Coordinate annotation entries
___

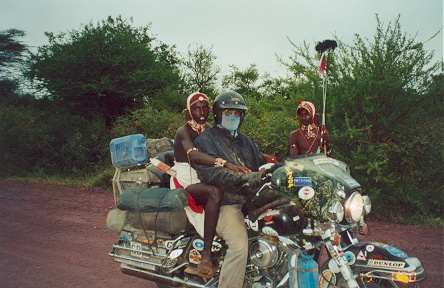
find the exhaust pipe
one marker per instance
(172, 281)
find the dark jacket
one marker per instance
(239, 150)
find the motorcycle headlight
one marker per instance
(367, 204)
(354, 207)
(336, 212)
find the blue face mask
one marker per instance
(230, 122)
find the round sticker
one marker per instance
(194, 256)
(306, 193)
(216, 246)
(350, 257)
(198, 244)
(327, 278)
(269, 231)
(176, 253)
(333, 266)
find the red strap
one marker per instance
(191, 201)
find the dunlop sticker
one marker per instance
(386, 264)
(302, 181)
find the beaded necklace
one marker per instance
(199, 128)
(309, 131)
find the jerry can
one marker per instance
(128, 150)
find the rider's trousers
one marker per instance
(231, 227)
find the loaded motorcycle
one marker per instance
(306, 203)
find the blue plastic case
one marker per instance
(128, 150)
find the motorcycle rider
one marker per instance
(185, 152)
(307, 139)
(224, 141)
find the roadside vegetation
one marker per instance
(61, 105)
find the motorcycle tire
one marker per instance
(163, 285)
(374, 283)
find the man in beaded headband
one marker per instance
(200, 123)
(306, 139)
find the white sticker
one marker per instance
(306, 193)
(176, 253)
(327, 279)
(350, 257)
(333, 266)
(269, 231)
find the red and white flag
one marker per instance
(322, 64)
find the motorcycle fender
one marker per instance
(378, 255)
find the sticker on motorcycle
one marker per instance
(269, 231)
(176, 253)
(194, 256)
(333, 266)
(198, 244)
(396, 251)
(136, 249)
(297, 166)
(361, 256)
(302, 181)
(183, 243)
(350, 257)
(216, 246)
(160, 243)
(269, 214)
(126, 236)
(327, 279)
(386, 264)
(352, 182)
(306, 193)
(325, 161)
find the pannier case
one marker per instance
(128, 150)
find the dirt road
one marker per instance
(56, 236)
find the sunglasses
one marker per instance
(230, 112)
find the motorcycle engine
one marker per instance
(281, 221)
(263, 253)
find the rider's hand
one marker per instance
(253, 179)
(238, 169)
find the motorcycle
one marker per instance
(309, 202)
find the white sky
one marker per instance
(242, 32)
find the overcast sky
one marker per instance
(241, 32)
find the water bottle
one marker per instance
(308, 274)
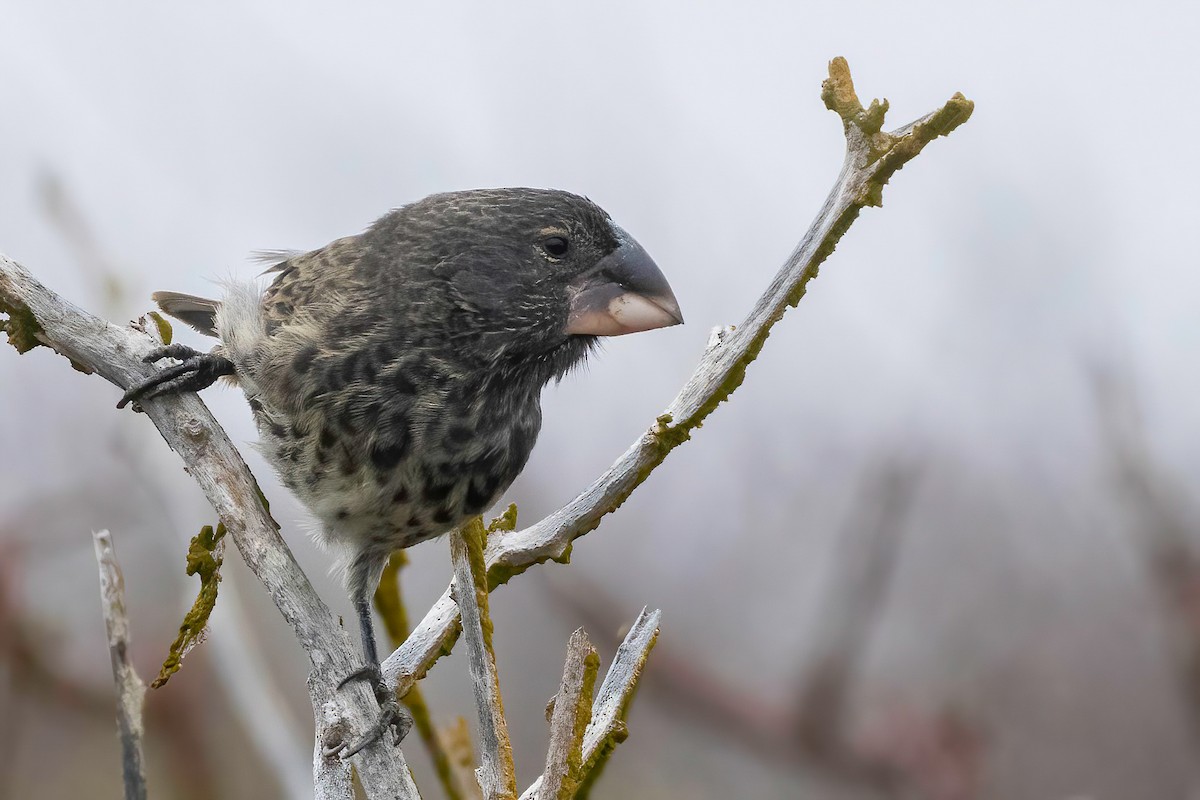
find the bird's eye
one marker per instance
(556, 246)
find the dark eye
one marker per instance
(556, 246)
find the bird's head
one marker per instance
(521, 276)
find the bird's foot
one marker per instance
(198, 371)
(393, 719)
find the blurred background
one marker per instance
(941, 545)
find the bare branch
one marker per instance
(862, 573)
(131, 691)
(496, 774)
(569, 720)
(871, 158)
(37, 316)
(389, 601)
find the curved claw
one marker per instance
(198, 371)
(391, 716)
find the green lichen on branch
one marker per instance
(505, 523)
(204, 557)
(22, 326)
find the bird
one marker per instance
(395, 376)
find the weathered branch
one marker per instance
(131, 691)
(37, 316)
(389, 601)
(607, 726)
(871, 158)
(569, 720)
(496, 774)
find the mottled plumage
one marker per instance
(395, 376)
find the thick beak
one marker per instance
(625, 293)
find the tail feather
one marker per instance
(198, 312)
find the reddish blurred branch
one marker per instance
(1165, 522)
(904, 751)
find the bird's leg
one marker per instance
(393, 717)
(198, 371)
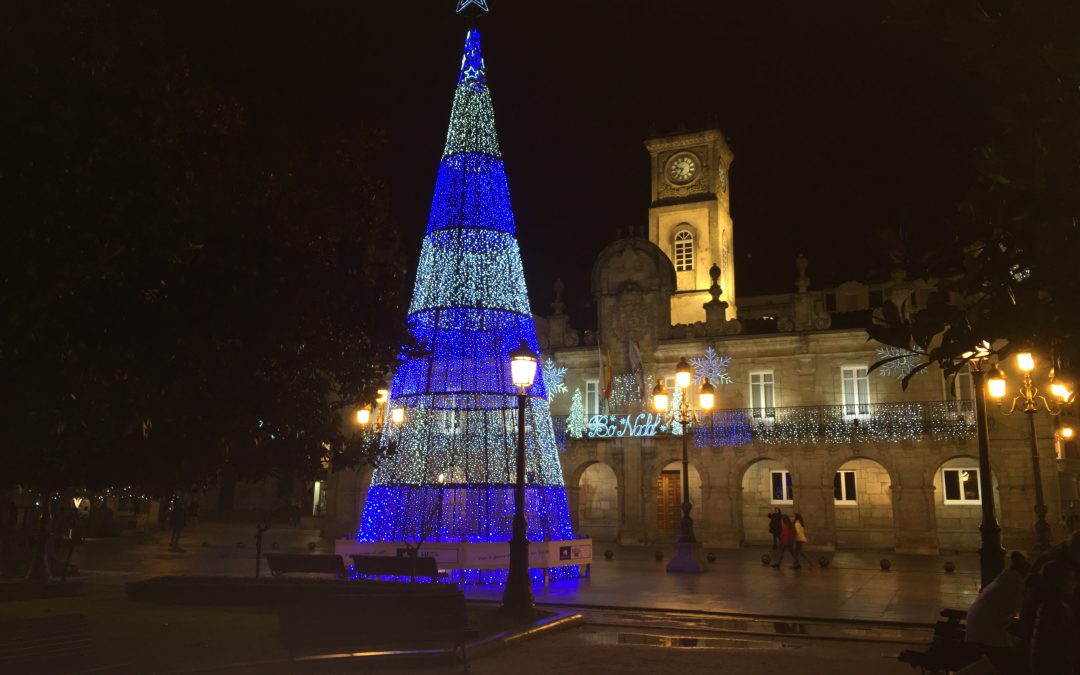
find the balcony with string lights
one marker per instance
(881, 422)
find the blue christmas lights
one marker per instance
(451, 477)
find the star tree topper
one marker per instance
(481, 7)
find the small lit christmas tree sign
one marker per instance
(576, 422)
(456, 449)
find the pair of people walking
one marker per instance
(787, 537)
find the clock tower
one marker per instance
(690, 217)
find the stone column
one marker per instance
(720, 504)
(632, 531)
(815, 504)
(572, 495)
(915, 517)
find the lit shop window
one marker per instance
(961, 486)
(844, 487)
(856, 391)
(781, 487)
(763, 395)
(684, 252)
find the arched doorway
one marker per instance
(958, 503)
(862, 498)
(598, 502)
(670, 498)
(766, 485)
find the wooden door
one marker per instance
(669, 501)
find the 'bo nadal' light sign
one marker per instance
(615, 426)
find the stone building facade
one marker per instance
(800, 423)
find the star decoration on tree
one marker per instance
(481, 5)
(899, 362)
(712, 366)
(554, 378)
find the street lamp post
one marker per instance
(365, 415)
(991, 555)
(1030, 402)
(687, 558)
(517, 596)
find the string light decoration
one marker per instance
(625, 392)
(711, 366)
(451, 477)
(576, 421)
(900, 362)
(676, 428)
(886, 422)
(554, 378)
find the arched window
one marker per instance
(684, 252)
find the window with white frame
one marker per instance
(856, 390)
(684, 251)
(763, 401)
(592, 397)
(451, 420)
(961, 390)
(961, 486)
(844, 487)
(781, 487)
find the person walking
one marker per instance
(1052, 647)
(800, 538)
(774, 527)
(786, 542)
(193, 513)
(990, 617)
(176, 522)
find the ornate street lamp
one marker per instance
(517, 596)
(687, 558)
(1030, 402)
(381, 399)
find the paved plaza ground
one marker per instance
(851, 588)
(738, 617)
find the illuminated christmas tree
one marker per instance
(451, 477)
(576, 422)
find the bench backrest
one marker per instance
(327, 563)
(342, 621)
(389, 565)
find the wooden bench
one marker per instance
(44, 644)
(321, 633)
(947, 651)
(395, 566)
(311, 564)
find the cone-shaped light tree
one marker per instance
(451, 477)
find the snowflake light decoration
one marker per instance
(625, 391)
(554, 378)
(903, 362)
(712, 366)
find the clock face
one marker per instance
(683, 169)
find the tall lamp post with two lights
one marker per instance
(687, 558)
(1030, 402)
(381, 399)
(991, 555)
(517, 596)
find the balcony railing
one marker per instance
(881, 422)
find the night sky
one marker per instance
(844, 122)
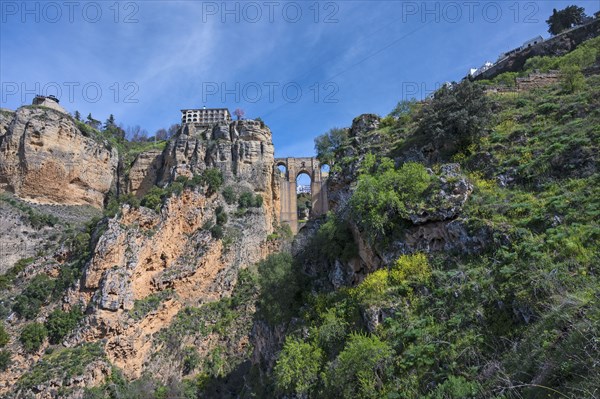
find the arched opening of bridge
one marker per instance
(282, 168)
(303, 196)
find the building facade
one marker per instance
(205, 116)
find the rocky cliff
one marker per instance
(147, 267)
(242, 150)
(46, 159)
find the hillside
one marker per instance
(459, 259)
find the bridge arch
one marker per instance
(288, 187)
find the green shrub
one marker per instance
(246, 200)
(571, 79)
(221, 216)
(384, 195)
(32, 336)
(217, 232)
(191, 360)
(60, 323)
(5, 360)
(4, 337)
(213, 178)
(280, 287)
(297, 369)
(456, 117)
(153, 198)
(361, 368)
(456, 388)
(334, 240)
(141, 307)
(28, 303)
(7, 278)
(229, 195)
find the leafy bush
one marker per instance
(213, 178)
(361, 368)
(456, 388)
(191, 360)
(411, 269)
(4, 337)
(61, 364)
(5, 360)
(7, 278)
(572, 79)
(456, 116)
(217, 232)
(280, 287)
(60, 323)
(229, 195)
(32, 336)
(153, 198)
(297, 369)
(28, 303)
(334, 240)
(221, 216)
(385, 195)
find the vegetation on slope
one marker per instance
(517, 320)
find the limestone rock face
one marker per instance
(242, 150)
(46, 159)
(171, 254)
(144, 172)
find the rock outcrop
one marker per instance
(242, 150)
(46, 159)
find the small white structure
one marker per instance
(532, 42)
(478, 71)
(48, 102)
(205, 116)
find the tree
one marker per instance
(239, 113)
(403, 110)
(60, 323)
(5, 360)
(4, 337)
(280, 287)
(361, 368)
(330, 143)
(456, 116)
(32, 336)
(384, 197)
(571, 78)
(565, 19)
(298, 366)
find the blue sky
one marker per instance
(303, 67)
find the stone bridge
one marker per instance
(288, 196)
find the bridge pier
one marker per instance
(288, 187)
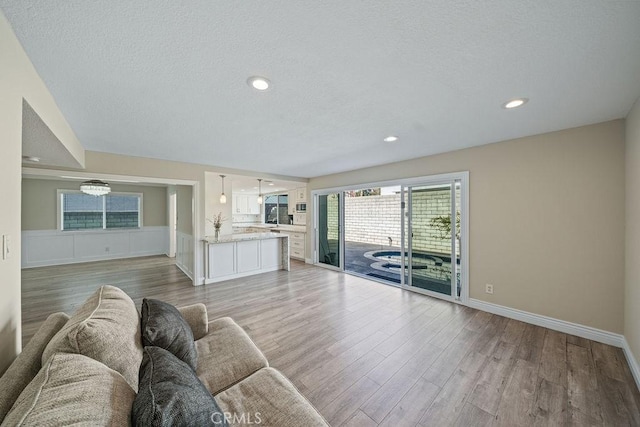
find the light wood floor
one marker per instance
(367, 354)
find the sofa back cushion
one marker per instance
(163, 326)
(171, 394)
(28, 363)
(72, 389)
(105, 328)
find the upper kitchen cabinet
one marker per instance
(301, 195)
(291, 207)
(246, 205)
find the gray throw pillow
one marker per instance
(170, 394)
(163, 326)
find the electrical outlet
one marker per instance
(6, 246)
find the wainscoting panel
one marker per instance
(184, 253)
(54, 247)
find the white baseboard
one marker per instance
(588, 332)
(632, 361)
(184, 270)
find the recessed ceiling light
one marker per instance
(515, 103)
(259, 83)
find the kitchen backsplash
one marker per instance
(246, 218)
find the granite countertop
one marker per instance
(228, 238)
(283, 227)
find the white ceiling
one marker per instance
(167, 79)
(39, 141)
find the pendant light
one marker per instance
(223, 198)
(95, 187)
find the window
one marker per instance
(276, 209)
(79, 211)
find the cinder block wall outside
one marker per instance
(373, 219)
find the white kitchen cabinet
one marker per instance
(222, 260)
(240, 255)
(291, 200)
(300, 219)
(248, 253)
(297, 243)
(301, 195)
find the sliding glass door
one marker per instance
(329, 229)
(409, 233)
(432, 238)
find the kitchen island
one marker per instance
(240, 255)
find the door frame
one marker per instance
(316, 230)
(406, 243)
(462, 176)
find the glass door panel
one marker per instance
(329, 230)
(431, 256)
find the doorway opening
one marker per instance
(406, 233)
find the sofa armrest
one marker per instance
(25, 367)
(196, 317)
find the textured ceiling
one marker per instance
(38, 141)
(167, 79)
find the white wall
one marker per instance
(54, 247)
(18, 81)
(632, 233)
(213, 187)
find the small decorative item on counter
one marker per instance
(217, 223)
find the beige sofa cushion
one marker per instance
(72, 389)
(196, 317)
(268, 398)
(105, 328)
(226, 355)
(28, 363)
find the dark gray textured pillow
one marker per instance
(170, 394)
(163, 326)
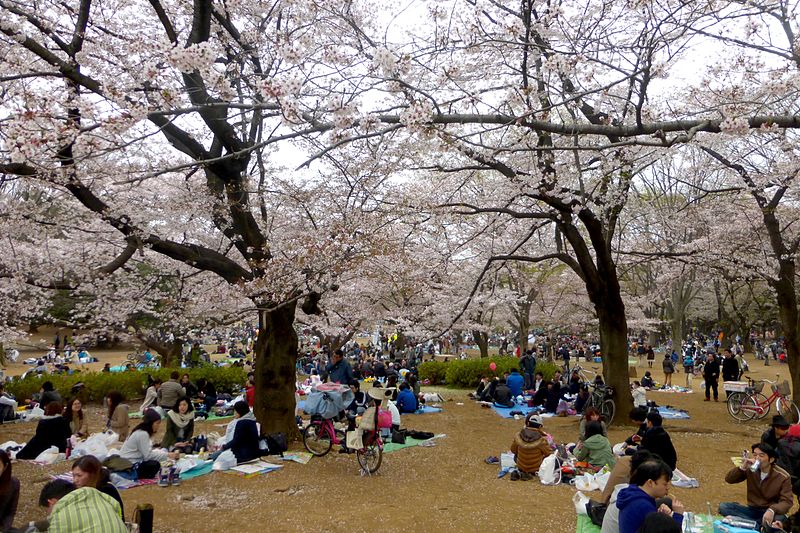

___

REQUIREMENT: How many lines in the rows above contain the word "wooden", with case counting? Give only the number.

SOLUTION FOR THIS TASK: 2